- [KUTIPAN TEKS]
Hukum adat mengutamakan musyawarah dan mufakat dalam keluarga, hubungan kekerabatan, kehidupan bertetangga, baik berkait dengan pekerjaan apalagi penyelesaian sengketa di antara anggota keluarga, masyarakat. Penyelesaian sengketa diupayakan semaksimal mungkin menempuh jalan damai dengan penengah orang yang dipercaya oleh pihak yang bersengketa.

Berdasarkan sifatnya, sifat hukum adat dapat dirinci sebagai berikut:
-          hukum adat merupakan hukum yang tidak tertulis (keberadaannya tidak secara sengaja ditulis dalam bentuk tertentu sebagaimana peraturan perrundangan);
-          hukum adat bersifat elastis, artinya hukum adat mudah menyesuaikan diri dengan kebutuhan masyarakat. Perubahan yang terjadi dalam hukum adat sejalan dengan perkembangan kebutuhan masyarakat tanpa harus mengganggu system hukum adat secara keseluruhan.

- [DATA MENTAH]

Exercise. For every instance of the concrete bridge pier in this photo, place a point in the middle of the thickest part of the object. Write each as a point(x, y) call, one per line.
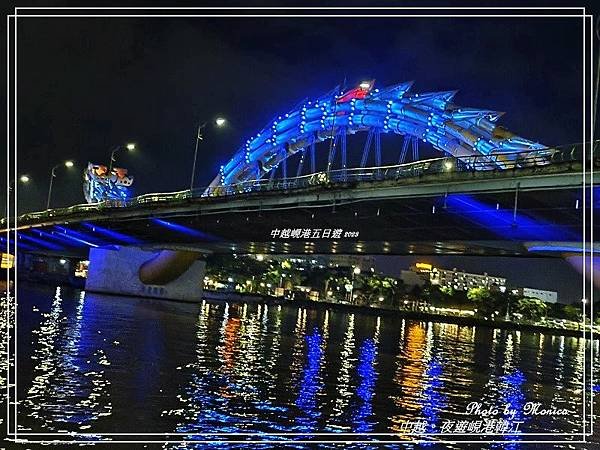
point(164, 274)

- [TUJUAN LATIHAN] Tuliskan tanpa perubahan bagian teks tentang hukum adat yang dimulai dengan "Hukum adat mengutamakan" dan berlanjut sampai "adat secara keseluruhan.". Materi tersebut diambil dari sumber lain.

- [JAWABAN LENGKAP]
Hukum adat mengutamakan musyawarah dan mufakat dalam keluarga, hubungan kekerabatan, kehidupan bertetangga, baik berkait dengan pekerjaan apalagi penyelesaian sengketa di antara anggota keluarga, masyarakat. Penyelesaian sengketa diupayakan semaksimal mungkin menempuh jalan damai dengan penengah orang yang dipercaya oleh pihak yang bersengketa.

Berdasarkan sifatnya, sifat hukum adat dapat dirinci sebagai berikut:
-          hukum adat merupakan hukum yang tidak tertulis (keberadaannya tidak secara sengaja ditulis dalam bentuk tertentu sebagaimana peraturan perrundangan);
-          hukum adat bersifat elastis, artinya hukum adat mudah menyesuaikan diri dengan kebutuhan masyarakat. Perubahan yang terjadi dalam hukum adat sejalan dengan perkembangan kebutuhan masyarakat tanpa harus mengganggu system hukum adat secara keseluruhan.